Return, in full, every line of the material below that contains the word "glass".

== EXERCISE MATERIAL ==

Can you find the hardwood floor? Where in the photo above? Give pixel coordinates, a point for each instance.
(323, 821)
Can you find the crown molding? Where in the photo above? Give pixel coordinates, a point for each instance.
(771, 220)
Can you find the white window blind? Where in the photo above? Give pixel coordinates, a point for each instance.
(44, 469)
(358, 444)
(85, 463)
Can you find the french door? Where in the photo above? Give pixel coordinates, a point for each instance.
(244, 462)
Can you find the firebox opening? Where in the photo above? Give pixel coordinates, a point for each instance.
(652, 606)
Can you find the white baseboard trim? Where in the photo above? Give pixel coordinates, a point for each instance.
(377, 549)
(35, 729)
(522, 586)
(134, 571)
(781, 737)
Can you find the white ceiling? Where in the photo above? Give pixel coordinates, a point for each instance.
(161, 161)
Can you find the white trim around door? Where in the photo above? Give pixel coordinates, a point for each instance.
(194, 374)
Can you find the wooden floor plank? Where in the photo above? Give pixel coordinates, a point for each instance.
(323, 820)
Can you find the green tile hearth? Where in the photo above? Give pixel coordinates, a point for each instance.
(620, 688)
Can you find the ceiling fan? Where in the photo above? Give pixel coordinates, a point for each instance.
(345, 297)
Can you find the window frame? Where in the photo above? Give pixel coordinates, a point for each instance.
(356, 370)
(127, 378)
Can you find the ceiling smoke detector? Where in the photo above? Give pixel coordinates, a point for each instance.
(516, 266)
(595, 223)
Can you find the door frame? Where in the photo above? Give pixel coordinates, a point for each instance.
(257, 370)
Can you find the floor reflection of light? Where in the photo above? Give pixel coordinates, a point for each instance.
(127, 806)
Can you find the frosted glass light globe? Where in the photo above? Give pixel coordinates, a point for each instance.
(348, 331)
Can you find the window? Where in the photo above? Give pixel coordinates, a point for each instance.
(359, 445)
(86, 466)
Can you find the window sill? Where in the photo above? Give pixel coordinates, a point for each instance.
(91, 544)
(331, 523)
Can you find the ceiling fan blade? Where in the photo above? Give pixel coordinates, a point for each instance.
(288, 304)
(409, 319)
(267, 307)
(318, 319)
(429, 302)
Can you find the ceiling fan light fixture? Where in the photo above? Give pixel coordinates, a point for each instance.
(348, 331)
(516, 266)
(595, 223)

===
== EXERCISE MATERIAL ==

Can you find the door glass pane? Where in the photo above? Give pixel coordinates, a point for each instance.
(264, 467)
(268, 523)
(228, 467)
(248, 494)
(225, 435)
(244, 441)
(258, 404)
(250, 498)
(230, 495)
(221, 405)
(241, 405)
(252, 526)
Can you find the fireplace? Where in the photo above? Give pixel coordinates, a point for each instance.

===

#### OUTPUT:
Can you find the frosted glass light globe? Where in the photo above? Give pixel coordinates, a point for each instance.
Can you find the door glass pane? Where in the photo above? Give pixel coordinates, a point for each instance.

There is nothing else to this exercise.